# Early Birthday, YAHOO!



## Haunted Bayou (Feb 16, 2007)

I had a really long, hard day at work but my hubby had these waiting for me. I never would have bought these for myself. YIPPEE!
My birthday is Nov.1

Ahhh, more props for the garage haunt. I gotta get crackin'!


----------



## Frighteners Entertainment (Jan 24, 2006)

You'll have a good time with both.
Spazm can be modified a little to get you better amplified sound, he's got a good voice!

And, I did not steal your balloons, though, I was naked!


----------



## ScareFX (Aug 18, 2004)

Here's to good spouses. Cheers!


----------



## Haunted Bayou (Feb 16, 2007)

LOL, Jeff! Is there a tutorial somewhere? He could use more volume.

I agree ScareFx. CHEERS!


----------



## Dr Morbius (Sep 21, 2004)

How awesome is that?! And to think how lucky he is..see? It doesn't take much to make us haunters happy!


----------



## slimy (Jul 12, 2006)

Congrats on the loot.

I really like my Spazm, and you will too.


----------



## Haunted Bayou (Feb 16, 2007)

I like him already. Keith had it in a large bag in the closet. I looked down and saw the top of its head and knew what it was before I took it out.


----------



## BlinkyTheHouse Elf (Apr 2, 2007)

HB you are a Lucky Lady indeed, Happy Birthday to you, I would sing it but I don't want you to swear off Birthdays, I Hope you have a Good One and many more.


----------



## ScareShack (May 26, 2006)

awesome. now that a present. like the spazm.


----------



## NickG (Sep 12, 2006)

does he give lessons ? Let me sign my wife up...


----------

..........

» **Your task**
Answer these questions about the birthday forum thread above, each on its own line.
1. What date does Haunted Bayou give as her birthday?
2. Where had Keith kept the item before Haunted Bayou took it out?
3. According to Frighteners Entertainment, what can Spazm be modified to get?

..........

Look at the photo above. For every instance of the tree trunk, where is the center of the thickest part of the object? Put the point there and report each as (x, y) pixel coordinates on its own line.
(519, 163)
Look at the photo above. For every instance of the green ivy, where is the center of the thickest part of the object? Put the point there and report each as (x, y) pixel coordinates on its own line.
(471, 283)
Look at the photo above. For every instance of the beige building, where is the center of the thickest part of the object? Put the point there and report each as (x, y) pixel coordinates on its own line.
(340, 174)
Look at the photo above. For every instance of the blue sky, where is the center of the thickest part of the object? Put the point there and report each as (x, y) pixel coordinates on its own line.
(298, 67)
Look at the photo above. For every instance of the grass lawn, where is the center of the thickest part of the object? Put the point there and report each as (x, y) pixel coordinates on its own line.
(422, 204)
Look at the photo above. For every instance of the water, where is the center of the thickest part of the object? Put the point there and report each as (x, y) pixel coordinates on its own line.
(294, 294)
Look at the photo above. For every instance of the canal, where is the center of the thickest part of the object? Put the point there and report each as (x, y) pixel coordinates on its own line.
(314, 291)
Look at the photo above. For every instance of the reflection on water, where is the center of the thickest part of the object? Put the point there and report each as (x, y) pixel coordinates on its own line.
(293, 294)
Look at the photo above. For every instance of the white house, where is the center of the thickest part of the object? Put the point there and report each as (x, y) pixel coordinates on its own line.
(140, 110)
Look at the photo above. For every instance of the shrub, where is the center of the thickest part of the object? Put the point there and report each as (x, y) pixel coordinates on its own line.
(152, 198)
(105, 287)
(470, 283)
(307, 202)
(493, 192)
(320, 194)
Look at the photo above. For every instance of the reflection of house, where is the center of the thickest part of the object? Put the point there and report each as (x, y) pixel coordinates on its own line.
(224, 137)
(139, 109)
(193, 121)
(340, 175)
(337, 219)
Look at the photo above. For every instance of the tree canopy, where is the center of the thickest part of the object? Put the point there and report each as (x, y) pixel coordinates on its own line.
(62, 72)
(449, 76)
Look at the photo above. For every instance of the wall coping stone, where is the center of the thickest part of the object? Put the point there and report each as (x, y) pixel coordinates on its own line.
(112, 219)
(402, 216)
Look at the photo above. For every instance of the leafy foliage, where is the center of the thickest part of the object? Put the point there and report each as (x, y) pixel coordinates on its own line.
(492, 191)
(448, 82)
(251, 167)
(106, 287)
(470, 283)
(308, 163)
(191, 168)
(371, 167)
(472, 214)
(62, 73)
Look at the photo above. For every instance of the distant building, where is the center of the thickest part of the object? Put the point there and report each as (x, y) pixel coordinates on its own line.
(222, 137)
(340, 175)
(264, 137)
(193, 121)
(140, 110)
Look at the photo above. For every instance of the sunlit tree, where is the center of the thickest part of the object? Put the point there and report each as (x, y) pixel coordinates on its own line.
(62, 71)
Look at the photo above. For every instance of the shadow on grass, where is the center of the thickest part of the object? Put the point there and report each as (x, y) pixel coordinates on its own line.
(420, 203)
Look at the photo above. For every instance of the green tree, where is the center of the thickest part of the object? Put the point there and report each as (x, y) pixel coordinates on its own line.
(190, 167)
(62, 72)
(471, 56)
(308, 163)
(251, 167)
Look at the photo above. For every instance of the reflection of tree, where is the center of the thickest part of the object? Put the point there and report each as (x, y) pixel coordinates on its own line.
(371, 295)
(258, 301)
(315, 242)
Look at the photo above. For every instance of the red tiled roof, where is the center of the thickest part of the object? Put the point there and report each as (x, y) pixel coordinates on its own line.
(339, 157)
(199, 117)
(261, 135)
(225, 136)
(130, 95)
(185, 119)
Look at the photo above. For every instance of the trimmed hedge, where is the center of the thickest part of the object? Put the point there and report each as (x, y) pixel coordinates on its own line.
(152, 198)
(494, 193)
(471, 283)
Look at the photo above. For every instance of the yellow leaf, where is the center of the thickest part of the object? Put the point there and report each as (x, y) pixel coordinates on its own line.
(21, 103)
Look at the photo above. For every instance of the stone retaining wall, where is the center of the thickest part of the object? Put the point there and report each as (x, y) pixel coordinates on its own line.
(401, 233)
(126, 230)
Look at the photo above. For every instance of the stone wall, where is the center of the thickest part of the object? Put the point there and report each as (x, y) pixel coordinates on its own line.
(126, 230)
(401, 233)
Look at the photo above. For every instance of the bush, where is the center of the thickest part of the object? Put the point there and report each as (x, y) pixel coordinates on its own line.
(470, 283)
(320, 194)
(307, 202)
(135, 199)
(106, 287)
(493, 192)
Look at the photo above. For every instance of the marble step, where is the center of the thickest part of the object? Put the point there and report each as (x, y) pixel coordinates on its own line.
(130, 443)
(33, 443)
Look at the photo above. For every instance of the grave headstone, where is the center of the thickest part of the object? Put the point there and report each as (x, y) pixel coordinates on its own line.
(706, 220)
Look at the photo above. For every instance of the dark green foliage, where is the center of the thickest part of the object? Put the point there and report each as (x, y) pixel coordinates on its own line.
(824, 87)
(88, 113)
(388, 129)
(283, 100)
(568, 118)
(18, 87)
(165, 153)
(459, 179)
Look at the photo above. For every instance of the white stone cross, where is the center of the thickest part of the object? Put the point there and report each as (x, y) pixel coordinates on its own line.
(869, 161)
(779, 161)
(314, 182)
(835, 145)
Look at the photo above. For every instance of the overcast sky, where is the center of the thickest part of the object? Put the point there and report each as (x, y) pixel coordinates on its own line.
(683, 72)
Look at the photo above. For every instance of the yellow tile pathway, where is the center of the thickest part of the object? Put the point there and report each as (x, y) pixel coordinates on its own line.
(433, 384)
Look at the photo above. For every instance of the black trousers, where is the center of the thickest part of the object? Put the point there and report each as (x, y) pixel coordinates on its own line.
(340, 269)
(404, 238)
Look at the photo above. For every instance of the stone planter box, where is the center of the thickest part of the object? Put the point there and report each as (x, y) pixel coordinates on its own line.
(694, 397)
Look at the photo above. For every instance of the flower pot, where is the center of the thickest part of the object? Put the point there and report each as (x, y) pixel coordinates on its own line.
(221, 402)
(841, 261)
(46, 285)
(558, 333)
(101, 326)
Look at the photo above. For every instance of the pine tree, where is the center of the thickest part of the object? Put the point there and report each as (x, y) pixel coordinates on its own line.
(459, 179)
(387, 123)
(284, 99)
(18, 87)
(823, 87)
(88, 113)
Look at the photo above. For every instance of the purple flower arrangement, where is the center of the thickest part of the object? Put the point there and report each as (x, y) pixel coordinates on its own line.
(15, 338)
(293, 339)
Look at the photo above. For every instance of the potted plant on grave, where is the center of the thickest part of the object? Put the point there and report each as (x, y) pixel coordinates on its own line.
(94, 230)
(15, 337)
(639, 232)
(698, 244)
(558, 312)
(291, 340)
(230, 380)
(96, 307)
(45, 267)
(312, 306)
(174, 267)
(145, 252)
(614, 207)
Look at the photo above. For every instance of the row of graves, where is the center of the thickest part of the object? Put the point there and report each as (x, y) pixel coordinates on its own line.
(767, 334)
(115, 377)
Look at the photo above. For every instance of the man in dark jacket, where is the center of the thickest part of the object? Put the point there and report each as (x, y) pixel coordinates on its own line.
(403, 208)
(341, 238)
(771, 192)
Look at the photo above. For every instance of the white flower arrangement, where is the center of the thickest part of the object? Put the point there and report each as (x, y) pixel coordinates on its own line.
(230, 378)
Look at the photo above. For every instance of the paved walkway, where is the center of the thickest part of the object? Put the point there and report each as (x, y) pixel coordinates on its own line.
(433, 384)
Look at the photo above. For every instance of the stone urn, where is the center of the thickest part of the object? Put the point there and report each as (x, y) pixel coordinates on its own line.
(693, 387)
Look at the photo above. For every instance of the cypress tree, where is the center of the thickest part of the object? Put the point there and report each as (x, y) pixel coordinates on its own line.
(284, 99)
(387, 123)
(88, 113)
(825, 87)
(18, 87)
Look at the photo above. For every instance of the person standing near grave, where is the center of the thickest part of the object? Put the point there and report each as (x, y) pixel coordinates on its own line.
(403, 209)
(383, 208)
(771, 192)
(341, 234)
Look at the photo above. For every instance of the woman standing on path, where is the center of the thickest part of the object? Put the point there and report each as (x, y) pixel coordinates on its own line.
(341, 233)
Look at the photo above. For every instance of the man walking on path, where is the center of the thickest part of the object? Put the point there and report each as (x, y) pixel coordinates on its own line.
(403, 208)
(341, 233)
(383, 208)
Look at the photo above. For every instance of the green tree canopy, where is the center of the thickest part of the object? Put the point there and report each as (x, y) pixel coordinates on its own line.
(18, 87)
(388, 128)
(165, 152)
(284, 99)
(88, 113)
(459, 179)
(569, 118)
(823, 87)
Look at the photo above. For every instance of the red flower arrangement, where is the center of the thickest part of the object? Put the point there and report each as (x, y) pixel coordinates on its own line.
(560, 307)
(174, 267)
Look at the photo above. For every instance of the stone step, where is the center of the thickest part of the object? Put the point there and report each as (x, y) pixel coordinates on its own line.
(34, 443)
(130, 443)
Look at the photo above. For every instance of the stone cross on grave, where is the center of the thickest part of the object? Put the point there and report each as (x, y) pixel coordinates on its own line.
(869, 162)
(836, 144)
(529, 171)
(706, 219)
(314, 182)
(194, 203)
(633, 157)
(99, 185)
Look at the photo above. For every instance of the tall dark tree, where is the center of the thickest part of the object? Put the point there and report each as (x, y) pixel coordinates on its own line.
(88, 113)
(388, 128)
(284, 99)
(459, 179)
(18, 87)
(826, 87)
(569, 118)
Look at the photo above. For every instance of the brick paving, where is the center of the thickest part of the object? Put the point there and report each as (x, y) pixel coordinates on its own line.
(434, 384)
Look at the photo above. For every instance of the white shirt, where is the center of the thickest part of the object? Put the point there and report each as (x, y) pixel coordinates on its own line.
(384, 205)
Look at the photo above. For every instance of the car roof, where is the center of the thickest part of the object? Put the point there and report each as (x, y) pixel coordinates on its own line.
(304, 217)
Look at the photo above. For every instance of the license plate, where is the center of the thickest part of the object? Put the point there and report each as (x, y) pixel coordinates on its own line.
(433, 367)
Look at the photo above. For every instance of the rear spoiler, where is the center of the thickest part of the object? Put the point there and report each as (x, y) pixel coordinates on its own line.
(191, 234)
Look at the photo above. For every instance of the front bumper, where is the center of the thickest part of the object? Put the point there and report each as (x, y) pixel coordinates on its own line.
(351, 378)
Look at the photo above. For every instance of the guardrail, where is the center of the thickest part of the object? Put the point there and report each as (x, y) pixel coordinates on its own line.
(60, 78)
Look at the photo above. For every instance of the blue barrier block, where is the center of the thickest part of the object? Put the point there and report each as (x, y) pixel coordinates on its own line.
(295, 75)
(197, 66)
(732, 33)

..........

» **Solution**
1. Nov. 1
2. In a large bag in the closet
3. Better amplified sound